◆ What is being asked: With pictures left out, set down every record word for word.

Source information START

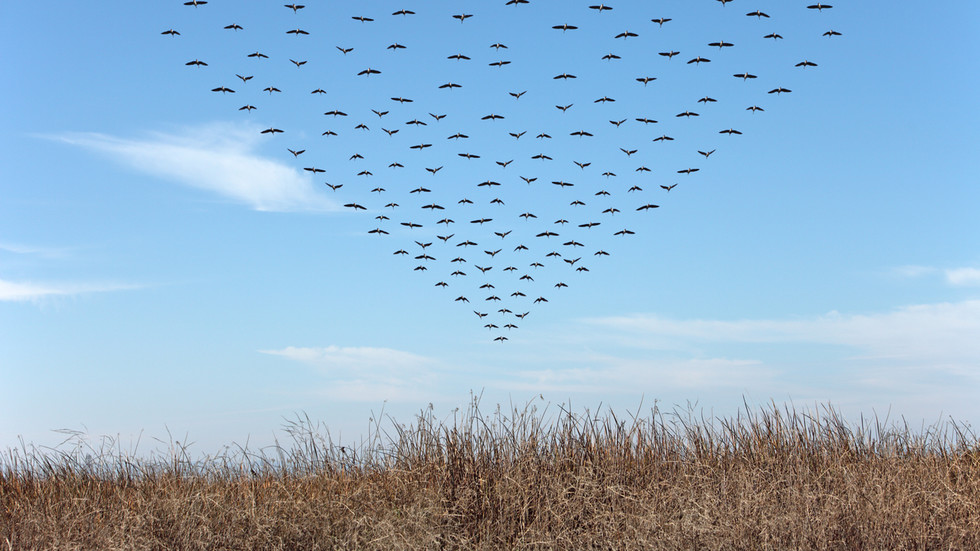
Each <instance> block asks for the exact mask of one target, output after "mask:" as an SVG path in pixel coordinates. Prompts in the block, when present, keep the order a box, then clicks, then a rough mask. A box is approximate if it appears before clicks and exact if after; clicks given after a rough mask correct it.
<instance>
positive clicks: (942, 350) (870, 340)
mask: <svg viewBox="0 0 980 551" xmlns="http://www.w3.org/2000/svg"><path fill="white" fill-rule="evenodd" d="M588 321H589V323H591V324H594V325H599V326H604V327H607V328H611V329H616V330H618V331H621V332H622V333H623V334H624V335H631V336H632V337H633V338H634V342H637V343H642V342H643V341H644V338H645V337H650V338H652V339H656V341H657V342H663V339H664V338H667V337H670V338H675V339H682V340H687V341H700V342H739V343H815V344H831V345H841V346H847V347H851V348H853V349H855V350H857V351H859V353H861V354H862V355H864V356H865V357H869V356H875V357H888V358H904V359H907V360H915V361H931V362H941V361H945V360H954V361H957V362H961V361H972V362H976V363H980V339H978V338H977V335H980V300H972V301H965V302H959V303H939V304H924V305H914V306H906V307H902V308H898V309H895V310H893V311H890V312H884V313H874V314H841V313H839V312H830V313H828V314H825V315H821V316H816V317H812V318H802V319H785V320H735V321H724V320H676V319H669V318H664V317H660V316H655V315H635V316H622V317H609V318H601V319H593V320H588ZM976 363H975V365H976Z"/></svg>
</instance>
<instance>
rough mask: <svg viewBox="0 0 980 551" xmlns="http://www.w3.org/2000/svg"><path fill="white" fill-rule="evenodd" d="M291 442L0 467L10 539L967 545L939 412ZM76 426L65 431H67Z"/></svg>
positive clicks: (286, 545)
mask: <svg viewBox="0 0 980 551" xmlns="http://www.w3.org/2000/svg"><path fill="white" fill-rule="evenodd" d="M286 434H287V435H288V437H289V441H287V442H284V443H277V445H276V446H274V447H273V448H271V449H266V450H260V451H252V450H249V449H248V447H247V446H245V447H239V446H236V447H231V448H227V449H226V450H224V451H223V452H222V453H220V454H217V455H214V456H207V457H203V458H193V457H191V455H190V454H189V452H188V449H187V446H186V445H185V444H181V443H180V442H172V444H171V445H170V447H169V450H168V451H166V452H164V453H158V454H154V455H150V456H148V457H137V456H136V455H135V454H133V453H131V452H127V451H125V450H122V449H121V448H120V447H119V445H118V443H117V442H115V441H113V440H108V439H105V440H102V442H101V443H100V444H99V445H98V446H97V447H95V446H89V445H86V444H84V440H83V439H81V438H77V437H76V438H70V439H69V441H68V442H66V443H65V444H64V445H63V446H61V447H58V448H55V449H38V448H31V447H29V446H22V447H21V448H19V449H12V450H8V451H7V453H6V454H5V456H4V457H3V458H2V460H0V544H2V545H3V546H5V547H6V548H8V549H119V548H126V549H131V548H139V549H555V548H562V549H980V446H978V442H977V438H976V436H975V435H974V434H973V433H972V432H971V431H970V430H969V429H968V428H967V427H964V426H962V425H959V424H956V423H954V422H951V421H950V422H945V423H937V424H935V425H933V426H930V427H923V428H921V429H919V430H912V429H910V428H909V427H908V426H907V425H905V424H894V423H892V424H887V423H886V422H884V421H881V420H879V419H878V418H874V419H864V418H861V419H859V420H858V421H857V423H848V422H847V421H846V420H845V419H844V418H843V417H842V415H841V414H840V413H839V412H838V411H837V410H835V409H834V408H832V407H830V406H824V407H821V408H818V409H815V410H809V411H798V410H796V409H793V408H789V407H787V408H779V407H777V406H776V405H775V404H772V405H770V406H769V407H766V408H762V409H753V408H750V407H748V406H746V407H745V409H744V410H742V411H741V412H740V413H739V414H738V415H737V416H735V417H733V418H714V417H705V416H703V414H699V413H698V412H697V411H695V410H694V409H693V408H688V409H686V410H685V409H675V410H672V411H669V412H664V411H661V410H660V409H659V408H658V407H656V406H654V407H653V408H651V409H649V410H647V411H644V412H642V413H641V412H640V411H637V412H636V413H632V414H627V415H625V416H617V415H616V414H615V413H613V412H611V411H607V412H604V413H600V414H593V413H590V412H588V411H584V412H581V413H576V412H574V411H572V410H571V409H570V408H568V407H561V406H559V407H551V408H544V409H541V410H539V409H538V408H536V407H535V406H533V405H526V406H524V407H517V408H515V407H510V408H508V409H501V408H500V407H499V406H498V408H497V409H496V410H495V411H494V412H492V413H490V414H485V413H484V412H482V411H481V410H480V406H479V401H478V400H477V399H474V400H473V402H472V403H471V404H470V406H469V409H468V410H467V411H463V412H459V413H458V414H457V415H455V416H453V418H451V419H442V420H440V419H437V418H436V417H435V415H434V413H433V409H432V408H431V407H430V408H429V409H426V410H424V411H422V412H421V413H420V414H419V415H418V416H417V418H416V419H415V420H414V422H412V423H411V424H407V425H402V424H398V423H397V422H395V421H393V420H390V419H386V418H384V417H381V418H379V419H378V420H376V421H375V422H374V424H373V425H372V430H371V433H370V435H369V436H368V438H367V439H366V440H364V441H363V442H362V443H361V444H360V445H358V446H354V447H348V446H343V445H339V444H336V443H335V442H333V440H332V439H331V437H330V433H329V431H327V430H326V429H325V428H324V427H322V426H320V425H319V424H316V423H313V422H312V421H310V419H309V418H306V417H297V418H296V419H295V420H293V421H291V422H290V423H289V424H288V425H287V427H286ZM69 436H78V435H69Z"/></svg>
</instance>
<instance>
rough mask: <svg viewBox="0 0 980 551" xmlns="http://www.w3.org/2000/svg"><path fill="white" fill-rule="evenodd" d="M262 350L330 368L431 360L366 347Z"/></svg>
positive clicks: (381, 349)
mask: <svg viewBox="0 0 980 551" xmlns="http://www.w3.org/2000/svg"><path fill="white" fill-rule="evenodd" d="M259 352H261V353H263V354H272V355H275V356H282V357H284V358H289V359H290V360H295V361H298V362H302V363H305V364H309V365H312V366H315V367H320V368H324V369H329V370H336V369H349V370H354V371H364V370H370V369H379V368H382V369H403V368H417V367H420V366H422V365H425V364H426V363H428V362H429V360H428V359H426V358H424V357H422V356H418V355H415V354H412V353H410V352H402V351H401V350H394V349H391V348H372V347H366V346H363V347H341V346H325V347H310V348H302V347H295V346H288V347H286V348H283V349H281V350H260V351H259Z"/></svg>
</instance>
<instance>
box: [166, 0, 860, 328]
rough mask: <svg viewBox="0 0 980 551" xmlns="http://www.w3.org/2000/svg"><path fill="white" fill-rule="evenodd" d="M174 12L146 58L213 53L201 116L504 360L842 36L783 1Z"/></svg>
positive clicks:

Source information END

◆ Answer box:
Each <instance> block asks for the exact mask of one target, output after "mask:" as an SVG path in pixel coordinates. Prompts in the block, when present, keep the order a box, then clicks, then a rough mask. A box is approximate if it appears before clicks and exact if after; clicks given after a rough mask correct it.
<instance>
positive clicks: (942, 350) (870, 340)
mask: <svg viewBox="0 0 980 551" xmlns="http://www.w3.org/2000/svg"><path fill="white" fill-rule="evenodd" d="M588 321H589V323H591V324H594V325H599V326H604V327H607V328H611V329H616V330H618V331H621V332H622V333H623V334H624V335H631V336H632V337H633V338H634V342H637V343H642V342H643V341H644V338H645V337H650V338H652V339H656V341H657V342H663V339H664V338H667V337H670V338H675V339H682V340H687V341H700V342H739V343H815V344H831V345H841V346H847V347H851V348H853V349H855V350H857V351H859V353H861V354H862V355H864V356H865V357H869V356H875V357H888V358H904V359H907V360H915V361H931V362H941V361H945V360H954V361H957V362H961V361H972V362H976V363H980V339H978V338H977V335H980V300H972V301H965V302H959V303H939V304H924V305H914V306H906V307H902V308H898V309H895V310H893V311H890V312H884V313H874V314H841V313H839V312H830V313H828V314H825V315H821V316H816V317H812V318H802V319H785V320H735V321H724V320H676V319H669V318H664V317H660V316H655V315H635V316H622V317H609V318H601V319H593V320H588ZM976 363H975V365H976Z"/></svg>
</instance>
<instance>
rough mask: <svg viewBox="0 0 980 551" xmlns="http://www.w3.org/2000/svg"><path fill="white" fill-rule="evenodd" d="M291 442L0 467L10 539L967 545L939 412ZM76 426L65 431H67Z"/></svg>
positive clicks: (286, 545)
mask: <svg viewBox="0 0 980 551" xmlns="http://www.w3.org/2000/svg"><path fill="white" fill-rule="evenodd" d="M286 434H287V435H288V437H289V441H287V442H284V443H277V445H276V446H274V447H273V448H271V449H266V450H260V451H252V450H249V449H248V447H247V446H245V447H239V446H236V447H231V448H227V449H226V450H224V451H223V452H222V453H220V454H217V455H214V456H207V457H203V458H193V457H191V455H190V454H189V452H188V449H187V446H186V445H185V444H181V443H180V442H172V444H171V445H170V447H169V450H168V451H166V452H164V453H158V454H154V455H150V456H148V457H137V456H136V455H135V454H133V453H131V452H127V451H125V450H122V449H121V448H120V447H119V445H118V443H117V442H115V441H113V440H108V439H105V440H102V442H101V443H100V444H99V445H98V446H97V447H95V446H89V445H86V444H84V440H83V439H81V438H77V437H76V438H70V439H69V441H68V442H66V443H65V444H64V445H63V446H61V447H58V448H55V449H38V448H31V447H29V446H22V447H21V448H19V449H12V450H8V451H7V453H6V454H5V456H4V457H3V458H2V460H0V544H2V545H3V546H5V547H6V548H8V549H119V548H126V549H131V548H139V549H555V548H562V549H980V446H978V442H977V438H976V436H975V435H974V434H973V433H972V432H971V431H970V430H969V429H968V428H967V427H964V426H962V425H959V424H956V423H954V422H951V421H950V422H945V423H937V424H935V425H933V426H930V427H923V428H921V429H919V430H912V429H910V428H909V427H908V426H907V425H905V424H894V423H892V424H887V423H886V422H884V421H881V420H879V419H878V418H874V419H864V418H861V419H859V420H858V421H857V423H848V422H847V421H846V420H845V419H844V418H843V417H842V415H841V414H840V413H839V412H838V411H837V410H835V409H834V408H832V407H830V406H824V407H821V408H818V409H815V410H809V411H798V410H796V409H793V408H789V407H787V408H779V407H777V406H776V405H775V404H772V405H770V406H769V407H766V408H762V409H753V408H750V407H748V406H746V407H745V409H744V410H742V411H741V412H740V413H739V414H738V415H737V416H735V417H733V418H714V417H705V416H703V414H699V413H698V412H697V411H695V410H694V409H693V408H688V409H686V410H685V409H675V410H672V411H669V412H664V411H661V410H660V409H659V408H658V407H656V406H654V407H653V408H651V409H649V410H647V411H644V412H642V413H641V412H640V411H637V412H636V413H632V414H627V415H625V416H617V415H616V414H615V413H613V412H611V411H607V412H604V413H600V414H593V413H590V412H588V411H584V412H581V413H576V412H574V411H572V410H571V409H570V408H568V407H561V406H559V407H551V408H544V409H541V410H539V409H538V408H536V407H535V406H533V405H526V406H524V407H517V408H515V407H510V408H508V409H501V408H500V407H499V406H498V408H497V409H496V410H495V411H494V412H492V413H490V414H485V413H484V412H482V411H481V410H480V406H479V401H478V400H477V399H474V400H473V402H472V403H471V404H470V406H469V409H468V410H467V411H463V412H459V413H458V414H457V415H455V416H453V418H451V419H442V420H440V419H437V418H436V417H435V415H434V413H433V409H432V408H431V407H430V408H429V409H426V410H424V411H422V412H421V413H420V414H419V415H418V416H417V418H416V419H415V420H414V422H412V423H411V424H407V425H402V424H398V423H397V422H395V421H393V420H390V419H386V418H384V417H381V418H379V419H378V420H376V421H375V422H374V424H373V425H372V430H371V433H370V435H369V436H368V438H367V439H366V440H364V441H363V442H362V443H361V444H360V445H358V446H354V447H348V446H343V445H339V444H336V443H335V442H333V440H332V439H331V437H330V433H329V431H327V430H326V429H325V428H324V427H322V426H320V425H319V424H316V423H313V422H312V421H310V419H309V418H306V417H297V418H296V419H295V420H293V421H291V422H290V423H289V424H288V425H287V427H286ZM69 436H78V435H69Z"/></svg>
</instance>
<instance>
rough mask: <svg viewBox="0 0 980 551" xmlns="http://www.w3.org/2000/svg"><path fill="white" fill-rule="evenodd" d="M262 350L330 368L431 360L366 347Z"/></svg>
positive clicks: (381, 349)
mask: <svg viewBox="0 0 980 551" xmlns="http://www.w3.org/2000/svg"><path fill="white" fill-rule="evenodd" d="M259 352H261V353H263V354H272V355H275V356H282V357H284V358H289V359H290V360H295V361H298V362H302V363H305V364H309V365H312V366H315V367H320V368H324V369H329V370H336V369H349V370H354V371H364V370H370V369H379V368H382V369H403V368H417V367H420V366H422V365H425V364H426V363H428V362H429V360H428V359H426V358H424V357H422V356H418V355H415V354H412V353H410V352H402V351H401V350H394V349H391V348H372V347H366V346H363V347H341V346H325V347H310V348H302V347H295V346H288V347H286V348H283V349H281V350H260V351H259Z"/></svg>
</instance>
<instance>
box: [166, 0, 860, 328]
rough mask: <svg viewBox="0 0 980 551" xmlns="http://www.w3.org/2000/svg"><path fill="white" fill-rule="evenodd" d="M174 12L146 58L213 53L201 116L504 360L842 36L783 1Z"/></svg>
positive clicks:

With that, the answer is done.